§ **課題の内容**
- 1) 消費税の概要の文章によると、簡易課税制度を選択した場合、何年間はやめることができませんか。
- 2) 消費税の概要の文章のうち「ただし、期首の資本金が1,000万円以上の新設法人は」で始まる段落を、主な事実を残して箇条書きにまとめてください。
- 3) 消費税の概要の文章を、最後の文の後から再開して書き進めてください。

§ **抜粋本文**
----------------------------------------
消費税の概要

納税義務者

課税資産の譲渡等を行った事業者(個人事業者、法人)が納税義務者となります。

免税事業者

基準期間の課税売上高が1,000万以下の事業者は、納税義務が免除されます。

★基準期間中に免税事業者であった場合には、
基準期間の課税売上高の計算は、税抜きの処理は行いません。

基準期間

個人事業者はその年の前々年、法人はその事業年度の前々事業年度です。

新規に開業した場合は、
個人事業者の新規開業年とその翌年、法人の設立事業年度とその翌事業年度は、
基準期間の課税売上高がないので、原則として免税事業者になります。

ただし、期首の資本金が1,000万円以上の新設法人は、
設立事業年度とその翌事業年度については、
基準期間の課税売上高がなくても納税義務は免除されず、課税事業者となります。
設立3年目は原則に戻り、
基準期間の課税売上高(年換算した金額)で納税義務を判定します。

納付税額

課税売上に係る消費税額から
課税仕入れ等に係る消費税額(仕入控除税額)を差引いて計算します。
課税仕入れ等に係る消費税額(仕入控除税額)が
課税売上に係る消費税額より多い場合には還付されます。

簡易課税

課税売上に係る消費税額から
課税売上に係る消費税額に一定割合(みなし仕入率)を掛けて計算したものを
課税仕入れ等に係る消費税額(仕入控除税額)とみなして
納付税額を計算します。

★基準期間の課税売上高が5,000万円超える事業年度は適用することができません。

★簡易課税制度を選択した場合には、2年間はやめることができません。

みなし仕入率

第 1 種事業 90%    卸売業
第 2 種事業 80%    小売業
第 3 種事業 70%    製造業等
第 4 種事業 60%    その他の事業
第 5 種事業 50%    サービス業等
第 6 種事業 40%    不動産業

事業区分

簡易課税制度を適用する場合の事業区分は、
原則として、その事業者が行う課税資産の譲渡等ごとに行うことになります。

したがって、卸売業者の売上高がすべて第1種事業になるとは限りませんし、
また、小売業者の売上高がすべて第2種事業になるとは限りません。
----------------------------------------
§ **提供資料**
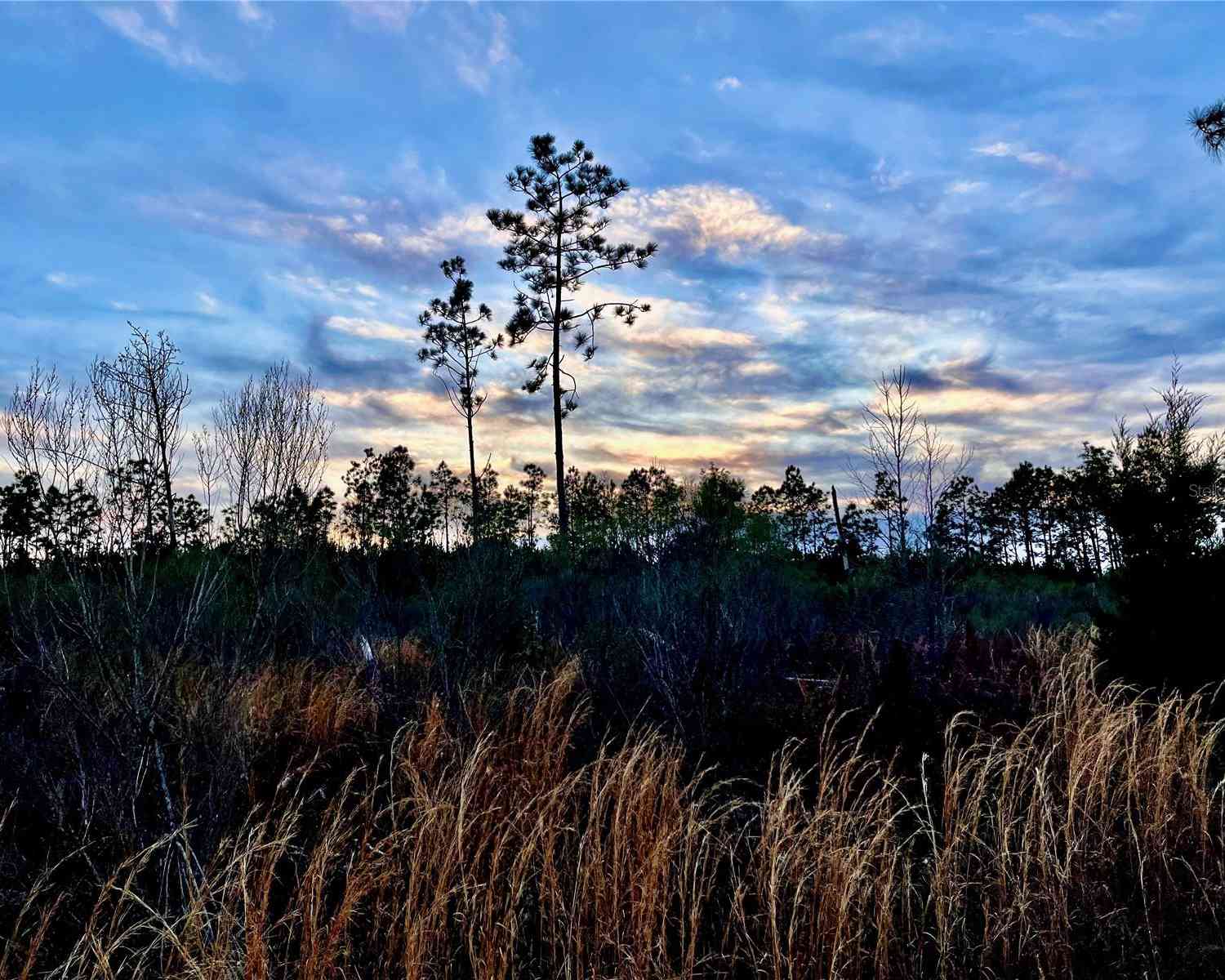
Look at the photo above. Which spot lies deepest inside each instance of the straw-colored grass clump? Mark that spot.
(507, 843)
----------------------------------------
§ **解答一覧**
- 1) 2年間です。

- 2)
- 期首の資本金が1,000万円以上の新設法人は、設立事業年度とその翌事業年度の納税義務が免除されない。基準期間の課税売上高がなくても課税事業者となる。
- 設立3年目は原則に戻り、基準期間の課税売上高(年換算した金額)で納税義務を判定する。

- 3)
卸売業者が販売するものであっても、
購入者が消費者であれば、その売上は第2種事業に、
また、小売業者が販売するものであっても、
購入者が他の事業者であれば、その売上は第1種事業になります。

課税売上高
5,000万円
各1種類の
事業
のみの場合
区 分 仕入率 納税額
8%の場合
納税額
10%の場合
第1種事業 90%  40万円     50万円   
第2種事業 80%  80万円    100万円   
第3種事業 70% 120万円    150万円   
第4種事業 60% 160万円    200万円   
第5種事業 50% 200万円    250万円   
第6種事業 40% 240万円    300万円   

事業の種類の区分がされていない場合

二種類以上の事業を営んでる事業者が課税売上高を区分していない場合には、
そのされてない部分について、
その事業者の行っている事業のうち、
みなし仕入率の最も低い事業の仕入率を適用することになります。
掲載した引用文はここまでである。